## About this exercise
Lift out all lines below that contain "laptop".

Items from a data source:

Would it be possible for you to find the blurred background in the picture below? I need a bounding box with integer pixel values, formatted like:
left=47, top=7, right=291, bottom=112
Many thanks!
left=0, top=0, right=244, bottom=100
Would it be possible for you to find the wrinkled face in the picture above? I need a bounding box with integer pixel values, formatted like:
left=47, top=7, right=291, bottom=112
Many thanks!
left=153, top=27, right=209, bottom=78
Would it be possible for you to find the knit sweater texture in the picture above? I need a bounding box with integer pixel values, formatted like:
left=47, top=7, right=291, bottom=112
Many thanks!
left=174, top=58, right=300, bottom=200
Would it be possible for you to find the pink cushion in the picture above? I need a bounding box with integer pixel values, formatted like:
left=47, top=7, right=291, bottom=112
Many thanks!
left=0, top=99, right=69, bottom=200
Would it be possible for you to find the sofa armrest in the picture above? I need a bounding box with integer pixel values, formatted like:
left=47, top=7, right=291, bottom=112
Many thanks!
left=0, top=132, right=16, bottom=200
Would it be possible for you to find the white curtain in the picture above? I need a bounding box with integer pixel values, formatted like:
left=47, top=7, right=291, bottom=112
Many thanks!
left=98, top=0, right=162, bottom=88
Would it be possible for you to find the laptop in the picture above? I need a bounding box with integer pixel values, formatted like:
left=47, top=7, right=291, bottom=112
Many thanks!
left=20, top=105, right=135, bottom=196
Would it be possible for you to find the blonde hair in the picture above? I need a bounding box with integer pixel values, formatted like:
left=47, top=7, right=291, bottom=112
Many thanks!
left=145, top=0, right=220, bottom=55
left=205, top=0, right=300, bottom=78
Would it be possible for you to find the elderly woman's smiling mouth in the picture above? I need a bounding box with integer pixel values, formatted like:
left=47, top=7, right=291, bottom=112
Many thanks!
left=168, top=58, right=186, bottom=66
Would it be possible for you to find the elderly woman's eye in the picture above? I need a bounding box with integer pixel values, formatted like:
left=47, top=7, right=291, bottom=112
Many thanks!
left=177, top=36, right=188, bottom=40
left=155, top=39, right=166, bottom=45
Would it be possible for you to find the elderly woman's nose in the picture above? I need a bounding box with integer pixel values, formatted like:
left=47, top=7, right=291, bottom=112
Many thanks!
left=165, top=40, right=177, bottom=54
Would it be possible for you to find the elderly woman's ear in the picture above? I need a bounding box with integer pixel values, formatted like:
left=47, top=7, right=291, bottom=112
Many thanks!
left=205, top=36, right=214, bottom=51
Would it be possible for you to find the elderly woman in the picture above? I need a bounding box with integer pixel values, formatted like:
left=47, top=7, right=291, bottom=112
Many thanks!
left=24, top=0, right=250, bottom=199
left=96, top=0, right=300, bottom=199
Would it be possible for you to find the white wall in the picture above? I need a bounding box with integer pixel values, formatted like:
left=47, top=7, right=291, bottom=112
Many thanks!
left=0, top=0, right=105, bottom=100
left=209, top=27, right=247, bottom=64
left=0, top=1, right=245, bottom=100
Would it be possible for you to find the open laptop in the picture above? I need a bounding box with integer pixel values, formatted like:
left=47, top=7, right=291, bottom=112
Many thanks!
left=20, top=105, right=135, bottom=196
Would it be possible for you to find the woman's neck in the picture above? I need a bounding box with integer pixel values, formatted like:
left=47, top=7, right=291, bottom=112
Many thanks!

## Answer area
Would it be possible for you to find the laptop in the picture above? I need a bounding box with integer pixel values, formatted like:
Would it be possible for you to find the open laptop in the picture above? I need a bounding box with integer pixel values, formatted like:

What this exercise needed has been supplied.